_YOUR INSTRUCTIONS:_ From the entries below, report how many lines contain the string "bracelet". Only the number is wanted.

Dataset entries
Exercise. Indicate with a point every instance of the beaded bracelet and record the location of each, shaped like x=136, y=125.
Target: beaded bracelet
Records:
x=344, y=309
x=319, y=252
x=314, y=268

_ANSWER TO THE PROBLEM:_ 2